I went to a small suburban private high school which graduated less than 150 kids. I then moved on to college, the small local commuter campus of the University of Pittsburgh at Johnstown, which was not much of a drastic change in size or population. So anyone can imagine how completely out of my element I was when I accepted a friend’s invitation to attend a Penn State football game at the main campus of Penn State University. Anyone, that is, but me. Silly me, I thought I could handle it.
I am not a sports fan. I know absolutely nothing about football. And by nothing, I do quite literally mean NOTHING. I can’t follow the game. I don’t know the rules. I can’t comprehend the plays. I can barely figure out which team is winning at any given time. I certainly know nothing of the “bowls” for which teams seem so desperate to qualify, and the Big Ten to me sounds vaguely like a burger. I’m not sure why.
However, knowing all this about myself, I somehow got the idea into my head that there was some sort of place for me in the student section at this particular game.
Upon arrival at the campus, I began to sense that I was in a little over my head when the walk from my friend’s townhouse to the stadium took just short of forty-five minutes. I’m used to UPJ, which I can jog lazily around in half that time.

※

WORK TO DO –
a – Change every "stadium" to "arena" in the Penn State football essay, then give everything from "Upon arrival at" down to "half that time.".
b – Carry the Penn State football essay on past its last sentence.

DATA EXCERPT –

※

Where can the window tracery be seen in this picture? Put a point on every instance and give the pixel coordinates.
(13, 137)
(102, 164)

※

THE RESPONSES –
a –
Upon arrival at the campus, I began to sense that I was in a little over my head when the walk from my friend’s townhouse to the arena took just short of forty-five minutes. I’m used to UPJ, which I can jog lazily around in half that time.

b –
As we neared the stadium, huge groups of people dressed extravagantly in Penn State attire (which included wigs and full body paint in many cases) surged through the streets, chanting and shrieking like deranged hyenas. “We ARE!” bellowed a group on one side of the street. “PENN STATE!!!” roared the other side in response.
“WE ARE!!!”
“PENN STATE!!!!!”
“WE ARE!!!!!!!!!!!!!”
“PENN STATE!!!!!!!!!!!!!!!”
“THANK YOU!!!!!!!”
“You’re welcome!” replied a few witty souls. This exact scenario was played out at least six more times as we made our way to the stadium.
Inside, the sheer number of people astounded me. We were packed in like white and blue sardines, everyone shuffling, stepping on each other, yelling at the tops of their lungs. More than half of the students were visibly intoxicated. A few clearly insane male fans lurched by. They were shirtless in the forty-something degree weather, but had painted their torsos white. Each sported a blue letter to spell out ‘Penn State’ squarely in the center of his naked white chest. Unfortunately, they looked a bit too drunk to be able to order themselves and properly spell out the words when the time came.
We passed a hot dog vendor who was gleefully spouting out expletives against Michigan as part of his sales patter. Someone threw a button at me which read, “It’s 10/14/06 And Michigan Still Sucks.”
So I guessed we were playing Michigan.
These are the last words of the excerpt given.